How would this sentence from the HIP kernel-handle review thread read in Spanish: "Would not this scheme create a conflict between the device-side mangled kernel name and the handle which we emit with the same name?"

• Passage provided
----------
This is an archive of the discontinued LLVM Phabricator instance.

[HIP] Emit symbols with kernel name in host binary
Needs RevisionPublic

Authored by yaxunl on Apr 8 2020, 9:53 AM.

Details

Reviewers
tra
rjmccall
hliao
Summary

HIP provide host API to allow C/C++ programs to
launch kernel. A C/C++ program can declare a HIP
kernel as an external function and pass it to
the kernel launching API. When linked with object
files built from HIP programs. These external functions
will resolve to symbols with the same name in HIP
programs so that kernels with the same name can be
found and launched.

This requires clang to emit symbols with the same
name as kernels in object files and use them to
identify kernels, instead of using device stub
functions to identify kernels, since device stub
function has different names than kernels.

This patch lets clang emits a void* type global
variable for each kernel in host IR, which is
called kernel handle. The kernel handle has the
same mangled name as kernel by host ABI. It is
passed to __hipRegisterFunction and kernel launching
functions for identifying kernels.

Diff Detail

Event Timeline

yaxunl created this revision.Apr 8 2020, 9:53 AM
tra added a comment.Apr 8 2020, 11:17 AM

Would not this scheme create a conflict between the device-side mangled kernel name and the handle which we emit with the same name? I recall that the distinct stub name was introduced specifically to avoid confusion between device-side kernel and the host-side stub that were visible at the same time (to debugger only?). Now we seen to re-introduce the same name only for the host-side handle instead of the host-side stub.
----------
• Data rows
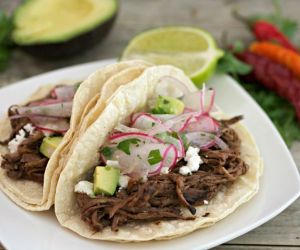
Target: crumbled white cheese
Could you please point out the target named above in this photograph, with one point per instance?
(164, 170)
(184, 170)
(85, 187)
(123, 181)
(14, 143)
(29, 128)
(193, 161)
(114, 164)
----------
• Final result
¿No crearía este esquema un conflicto entre el nombre decorado del kernel del lado del dispositivo y el handle que emitimos con el mismo nombre?